[STATED EXERCISE]
Please rewrite only the data between the lines holding "like [[421, 285]]." and "[[349, 198]]", inclusive, keeping every line. Multiply each point coordinate in the answers by 2.2 and round it to a whole number, halves up, leaving all other numbers unchanged.

[THE DATA]
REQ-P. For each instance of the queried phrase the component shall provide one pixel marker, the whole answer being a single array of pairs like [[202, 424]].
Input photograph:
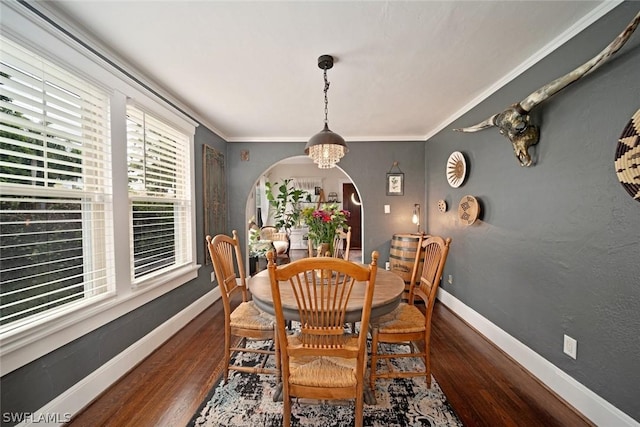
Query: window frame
[[22, 345]]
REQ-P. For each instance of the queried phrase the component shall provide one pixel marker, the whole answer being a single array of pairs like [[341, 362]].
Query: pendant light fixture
[[326, 148]]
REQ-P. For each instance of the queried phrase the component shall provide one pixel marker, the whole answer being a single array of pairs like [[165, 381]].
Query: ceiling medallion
[[456, 169]]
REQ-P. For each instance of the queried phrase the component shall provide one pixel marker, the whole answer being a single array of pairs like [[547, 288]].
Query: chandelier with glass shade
[[326, 148]]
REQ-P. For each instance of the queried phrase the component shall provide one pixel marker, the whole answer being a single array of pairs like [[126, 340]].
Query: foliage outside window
[[159, 200], [55, 188]]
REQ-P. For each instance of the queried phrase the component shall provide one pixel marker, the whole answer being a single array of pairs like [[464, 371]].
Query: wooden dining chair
[[407, 325], [321, 360], [246, 321]]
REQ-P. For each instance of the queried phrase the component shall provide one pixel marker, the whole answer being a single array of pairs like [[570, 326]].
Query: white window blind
[[159, 194], [55, 238]]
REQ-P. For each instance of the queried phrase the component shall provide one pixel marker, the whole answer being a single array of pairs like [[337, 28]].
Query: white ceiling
[[403, 71]]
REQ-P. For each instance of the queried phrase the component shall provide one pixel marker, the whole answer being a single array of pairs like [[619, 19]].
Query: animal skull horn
[[514, 121]]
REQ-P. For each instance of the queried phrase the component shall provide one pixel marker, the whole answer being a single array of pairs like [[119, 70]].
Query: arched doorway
[[300, 167]]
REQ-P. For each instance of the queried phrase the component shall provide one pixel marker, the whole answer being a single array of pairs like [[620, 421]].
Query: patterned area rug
[[247, 400]]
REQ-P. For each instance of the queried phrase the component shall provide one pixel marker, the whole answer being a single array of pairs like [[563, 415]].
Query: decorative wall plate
[[468, 210], [627, 161], [456, 169]]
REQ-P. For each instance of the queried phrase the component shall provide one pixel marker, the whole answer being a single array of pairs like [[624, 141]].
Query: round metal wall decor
[[456, 169], [468, 210], [627, 163]]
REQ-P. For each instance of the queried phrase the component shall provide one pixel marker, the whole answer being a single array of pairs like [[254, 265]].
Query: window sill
[[21, 346]]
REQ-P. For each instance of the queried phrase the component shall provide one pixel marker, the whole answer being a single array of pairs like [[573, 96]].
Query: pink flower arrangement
[[325, 222]]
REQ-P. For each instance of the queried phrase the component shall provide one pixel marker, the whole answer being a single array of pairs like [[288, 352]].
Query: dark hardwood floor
[[484, 386]]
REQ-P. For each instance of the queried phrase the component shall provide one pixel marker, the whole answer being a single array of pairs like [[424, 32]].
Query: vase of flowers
[[323, 224]]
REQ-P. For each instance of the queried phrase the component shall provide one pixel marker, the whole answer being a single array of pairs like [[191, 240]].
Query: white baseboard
[[69, 403], [592, 406]]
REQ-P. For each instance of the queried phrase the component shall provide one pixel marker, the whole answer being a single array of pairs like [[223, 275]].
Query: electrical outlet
[[570, 346]]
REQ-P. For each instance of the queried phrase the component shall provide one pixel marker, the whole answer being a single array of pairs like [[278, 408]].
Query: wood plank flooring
[[484, 386]]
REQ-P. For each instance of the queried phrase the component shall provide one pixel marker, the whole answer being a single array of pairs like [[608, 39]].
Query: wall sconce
[[416, 216]]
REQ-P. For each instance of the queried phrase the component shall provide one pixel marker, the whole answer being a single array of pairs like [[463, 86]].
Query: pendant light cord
[[326, 99]]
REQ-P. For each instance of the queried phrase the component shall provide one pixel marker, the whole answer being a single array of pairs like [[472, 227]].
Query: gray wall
[[557, 250], [367, 164], [32, 386]]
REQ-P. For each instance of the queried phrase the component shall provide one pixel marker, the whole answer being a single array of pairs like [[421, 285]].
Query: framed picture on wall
[[395, 184]]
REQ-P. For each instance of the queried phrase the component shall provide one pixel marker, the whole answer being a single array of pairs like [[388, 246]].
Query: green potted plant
[[286, 203]]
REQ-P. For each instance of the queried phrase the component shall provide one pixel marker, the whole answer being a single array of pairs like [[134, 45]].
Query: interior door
[[349, 198]]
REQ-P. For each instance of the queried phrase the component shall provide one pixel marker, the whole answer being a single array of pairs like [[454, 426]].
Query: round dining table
[[387, 294]]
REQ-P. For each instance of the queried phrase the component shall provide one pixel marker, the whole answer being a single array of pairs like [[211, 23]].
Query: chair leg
[[359, 408], [286, 414], [374, 358], [277, 356], [227, 356], [427, 364]]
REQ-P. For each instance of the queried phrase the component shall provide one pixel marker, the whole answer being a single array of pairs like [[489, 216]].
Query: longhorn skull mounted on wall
[[513, 122]]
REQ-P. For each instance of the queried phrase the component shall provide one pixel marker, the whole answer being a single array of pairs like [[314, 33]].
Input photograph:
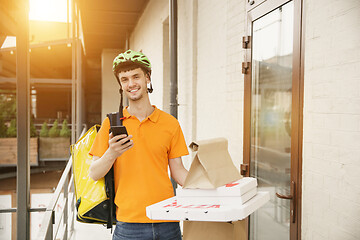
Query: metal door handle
[[284, 196], [292, 198]]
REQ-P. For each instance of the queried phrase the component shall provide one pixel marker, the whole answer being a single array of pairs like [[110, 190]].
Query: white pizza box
[[218, 200], [169, 209], [236, 188]]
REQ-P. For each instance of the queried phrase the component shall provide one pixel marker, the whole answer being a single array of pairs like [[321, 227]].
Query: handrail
[[65, 185]]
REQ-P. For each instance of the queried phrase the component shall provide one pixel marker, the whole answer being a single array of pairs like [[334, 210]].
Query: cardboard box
[[217, 200], [235, 189], [169, 209], [212, 166], [215, 230]]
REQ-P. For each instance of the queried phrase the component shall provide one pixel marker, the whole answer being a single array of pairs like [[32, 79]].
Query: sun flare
[[49, 10]]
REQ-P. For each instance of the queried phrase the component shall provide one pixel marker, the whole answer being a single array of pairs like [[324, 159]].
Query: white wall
[[331, 159], [209, 66], [110, 97], [148, 37]]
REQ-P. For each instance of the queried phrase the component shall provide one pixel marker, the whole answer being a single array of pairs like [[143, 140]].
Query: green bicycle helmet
[[131, 57]]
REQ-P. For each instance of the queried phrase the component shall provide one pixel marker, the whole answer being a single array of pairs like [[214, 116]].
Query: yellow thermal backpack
[[94, 199]]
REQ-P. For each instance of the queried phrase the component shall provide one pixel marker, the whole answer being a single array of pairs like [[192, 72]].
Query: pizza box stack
[[214, 190], [235, 193]]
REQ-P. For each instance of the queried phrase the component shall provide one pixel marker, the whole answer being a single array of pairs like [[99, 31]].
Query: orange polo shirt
[[141, 173]]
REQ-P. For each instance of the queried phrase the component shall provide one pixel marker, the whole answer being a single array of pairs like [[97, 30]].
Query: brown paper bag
[[212, 166]]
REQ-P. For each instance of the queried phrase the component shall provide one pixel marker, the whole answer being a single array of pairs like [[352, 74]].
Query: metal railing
[[63, 228], [49, 228]]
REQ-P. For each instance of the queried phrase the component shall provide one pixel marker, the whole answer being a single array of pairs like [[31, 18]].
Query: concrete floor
[[86, 231]]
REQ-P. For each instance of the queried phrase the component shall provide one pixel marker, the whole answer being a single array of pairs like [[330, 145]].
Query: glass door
[[270, 136]]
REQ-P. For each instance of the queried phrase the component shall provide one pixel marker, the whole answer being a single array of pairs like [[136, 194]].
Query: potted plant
[[8, 143], [55, 143]]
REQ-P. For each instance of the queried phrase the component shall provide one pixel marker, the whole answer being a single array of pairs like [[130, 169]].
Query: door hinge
[[244, 168], [246, 42], [245, 67]]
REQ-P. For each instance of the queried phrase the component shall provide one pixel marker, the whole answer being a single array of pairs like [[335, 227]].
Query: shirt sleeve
[[178, 147], [101, 142]]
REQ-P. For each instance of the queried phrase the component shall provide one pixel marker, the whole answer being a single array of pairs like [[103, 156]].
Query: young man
[[155, 142]]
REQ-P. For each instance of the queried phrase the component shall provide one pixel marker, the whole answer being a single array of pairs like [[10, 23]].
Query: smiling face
[[134, 83]]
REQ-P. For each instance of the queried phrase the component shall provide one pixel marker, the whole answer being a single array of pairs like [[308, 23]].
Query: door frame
[[297, 99]]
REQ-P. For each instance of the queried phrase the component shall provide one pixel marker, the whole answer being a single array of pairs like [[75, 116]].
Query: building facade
[[213, 96]]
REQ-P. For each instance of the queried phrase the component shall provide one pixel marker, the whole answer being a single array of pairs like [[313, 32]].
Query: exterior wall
[[110, 97], [331, 147], [211, 95], [148, 37]]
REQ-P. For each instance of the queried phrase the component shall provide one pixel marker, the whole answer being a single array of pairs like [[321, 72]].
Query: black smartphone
[[118, 130]]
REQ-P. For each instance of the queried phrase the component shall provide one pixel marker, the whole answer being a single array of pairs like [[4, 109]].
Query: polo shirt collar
[[154, 116]]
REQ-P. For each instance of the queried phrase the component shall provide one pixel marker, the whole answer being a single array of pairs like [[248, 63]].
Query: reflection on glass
[[271, 120]]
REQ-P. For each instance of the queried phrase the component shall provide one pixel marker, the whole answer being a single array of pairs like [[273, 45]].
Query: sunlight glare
[[49, 10]]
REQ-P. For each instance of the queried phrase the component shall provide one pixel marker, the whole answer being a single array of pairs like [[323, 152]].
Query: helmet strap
[[121, 104], [150, 89]]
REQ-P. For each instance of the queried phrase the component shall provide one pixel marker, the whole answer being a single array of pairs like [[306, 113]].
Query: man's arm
[[178, 172], [100, 166]]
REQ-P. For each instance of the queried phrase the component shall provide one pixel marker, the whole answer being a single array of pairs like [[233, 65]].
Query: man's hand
[[118, 145], [178, 172]]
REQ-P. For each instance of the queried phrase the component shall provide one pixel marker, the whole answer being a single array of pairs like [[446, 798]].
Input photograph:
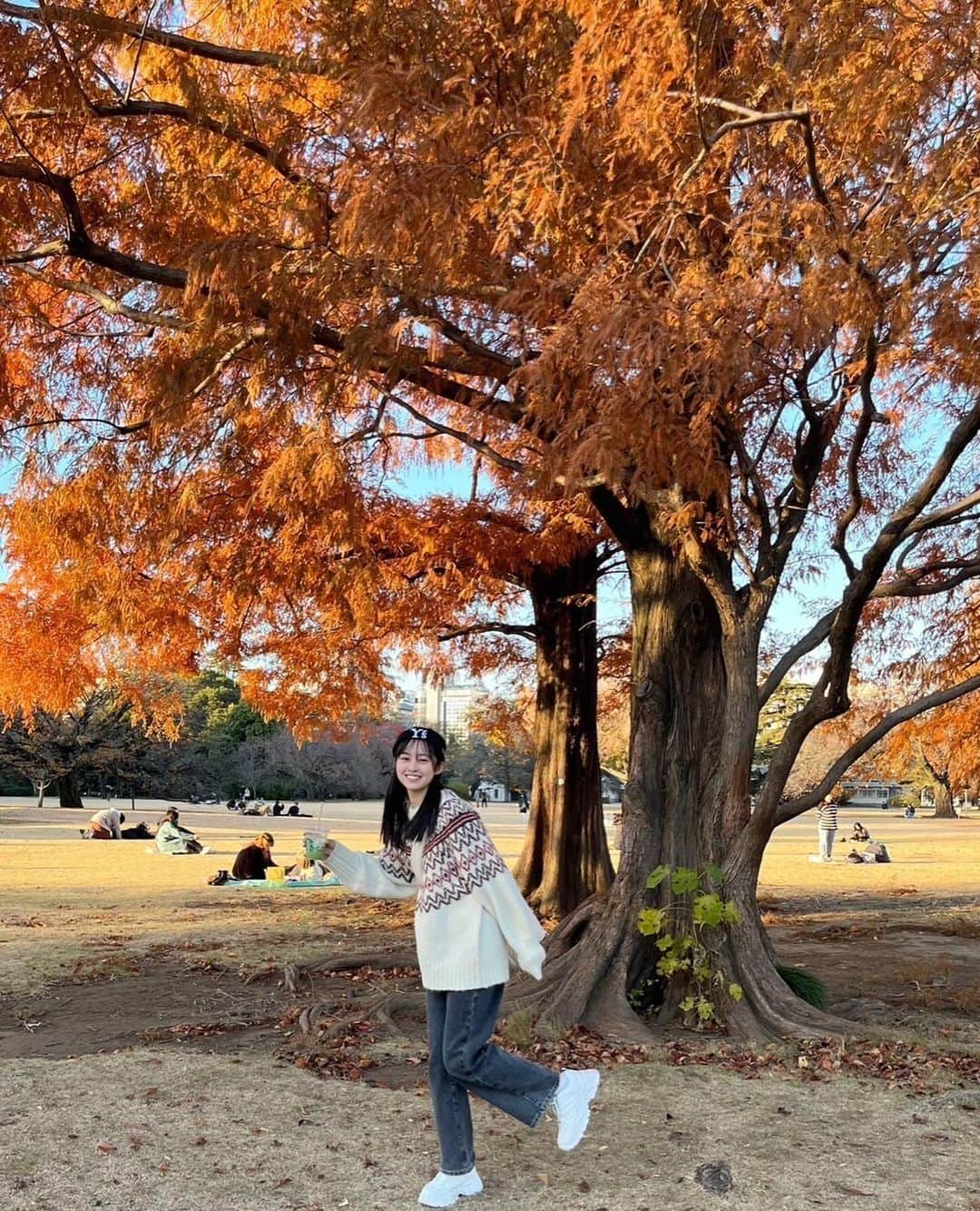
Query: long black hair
[[396, 826]]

[REPLY]
REQ-P. For each instance of the queried phrase the component shall provide one pixel marker, the whole answer being a single array of pairs like [[421, 285]].
Query: framed picture on wall
[[869, 405]]
REQ-P. For each instance of the queried phrase the component shall provide one pixel marker, the whole answer being a single array of pairs like [[388, 246]].
Query: green potted plant
[[629, 447]]
REQ-P. For each instance of the queried phrase the component shall provide one pixel marker, the whole answer being a single array of pairs like [[134, 45]].
Query: interior door
[[768, 436]]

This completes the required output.